_Extrait choisi_
┌────────

Agnès Munier

"JÉSUS SIMPLEMENT":

UN ROYAL CADEAU POUR MOI!

 


 

Envie de faire le point par écrit pour répondre aux sollicitations de Georges dans le n°5 (mes réactions avaient été orales jusque là !) pour essayer de dire

- d'abord pourquoi cette initiative me touche, me correspond aussi fondamentalement, aussi essentiellement

- ensuite, donner quelques éléments d'approche de "mon" Jésus;

- enfin entrevoir des perspectives d'avenir: espoir ou utopie ? pour ce qui peut être suscité par "Jésus simplement".

 

1/ Pour faire saisir l'importance de "Jésus simplement" il n'est pas inutile de reprendre quelques jalons de mon cheminement, à partir de ce qui a suivi ma traversée d'environ 10 ans de non-pratique, d'athéisme finalement ( succédant à plus de 25 ans de religiosité où ma docilité m'avait fait "prendre" tout ce que l'église m'enseignait avec une passivité, une crédulité totale (cf.. la description de M. Légaut dans "Mutation de l'église et conversion personnelle où je me retrouve complètement...). Quand je me suis trouvée vers l'âge de 35-40 ans à participer à un "atelier-foi" à Vie Nouvelle, il n'y avait pas grand chose' que je pouvais retrouver, reprendre, me correspondant au fond... de tout ce que j'avais reçu... je me suis entendue dire:" Jésus m'intéresse essentiellement pour ce qu'il dit de l'amour". Puis, de plus en plus clairement, radicalement, dans les années qui ont suivi, s'imposait que Jésus ne m'intéressait, ne pouvait me concerner que si c'était un homme... Si c'était Dieu fait homme, comme l'enseignait la religion, ça n'avait pas d'intérêt pour moi, ça ne pouvait pas être un chemin pour approcher Dieu, c'était "pipé" au départ.. .Et je suis restée plusieurs années avec cette évidence, tellement loin du dogme officiel que c'était "sous le coude", disons !

└────────

Pouvez-vous donner la suite du témoignage sur « Jésus simplement », en reprenant juste après sa dernière phrase ? Vous n'aurez pas besoin des lignes.

_Données saisies_

┌────────

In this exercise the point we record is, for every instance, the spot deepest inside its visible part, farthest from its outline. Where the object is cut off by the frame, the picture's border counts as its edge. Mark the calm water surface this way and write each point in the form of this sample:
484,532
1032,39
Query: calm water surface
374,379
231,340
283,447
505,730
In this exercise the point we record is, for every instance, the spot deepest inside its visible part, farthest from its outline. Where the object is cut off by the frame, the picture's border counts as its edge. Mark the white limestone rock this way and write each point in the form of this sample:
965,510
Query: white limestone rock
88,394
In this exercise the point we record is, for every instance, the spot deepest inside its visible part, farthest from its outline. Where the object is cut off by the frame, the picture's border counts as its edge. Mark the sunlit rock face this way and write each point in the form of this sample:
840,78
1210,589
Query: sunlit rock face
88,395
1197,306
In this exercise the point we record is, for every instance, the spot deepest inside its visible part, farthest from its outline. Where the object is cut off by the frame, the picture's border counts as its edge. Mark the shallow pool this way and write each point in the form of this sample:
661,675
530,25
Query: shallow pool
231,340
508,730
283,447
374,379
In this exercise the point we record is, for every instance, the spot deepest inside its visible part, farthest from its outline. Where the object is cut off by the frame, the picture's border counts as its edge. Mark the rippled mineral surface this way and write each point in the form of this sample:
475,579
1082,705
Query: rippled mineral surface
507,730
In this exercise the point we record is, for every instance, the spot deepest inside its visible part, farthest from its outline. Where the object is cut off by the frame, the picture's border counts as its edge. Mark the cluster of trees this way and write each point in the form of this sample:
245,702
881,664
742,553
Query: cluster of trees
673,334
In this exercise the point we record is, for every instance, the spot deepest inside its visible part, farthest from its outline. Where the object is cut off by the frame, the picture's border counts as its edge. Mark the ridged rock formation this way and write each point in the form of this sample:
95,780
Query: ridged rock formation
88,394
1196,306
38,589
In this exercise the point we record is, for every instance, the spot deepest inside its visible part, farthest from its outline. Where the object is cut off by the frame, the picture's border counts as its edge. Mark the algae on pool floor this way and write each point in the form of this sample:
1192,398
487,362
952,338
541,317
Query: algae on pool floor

└────────

_Résultat de l'exercice_
Ma rencontre avec M. Légaut à Mirmande à partir de 85 a été capitale: je pouvais penser, vivre de ce qui était une conviction de fond, car je trouvais toutes sortes d'éléments que je reconnaissais de l'intérieur et qui donnaient de la matière, du poids à cette évidence. Ce qui m'a touchée très vite, c'est de sentir à quel point M. Légaut, à travers son "devenir soi" avait une intimité

- avec Jésus, en vivait, était disciple... et ça a été contagieux! Je suis entrée progressivement (grâce aussi à un ami proche de M. Légaut) dans cette proximité avec Jésus qui m'a fait dire à la Pentecôte 91: Jésus, c'est mon grand frère... Depuis la mort de M. Légaut, j'espérais encore que l'église allait prendre conscience de l'immensité du fossé qui la séparait de la vie, parce que, ce dont je vivais de Jésus, je ne pouvais douter que, en particulier les responsables de l'église, en vivaient.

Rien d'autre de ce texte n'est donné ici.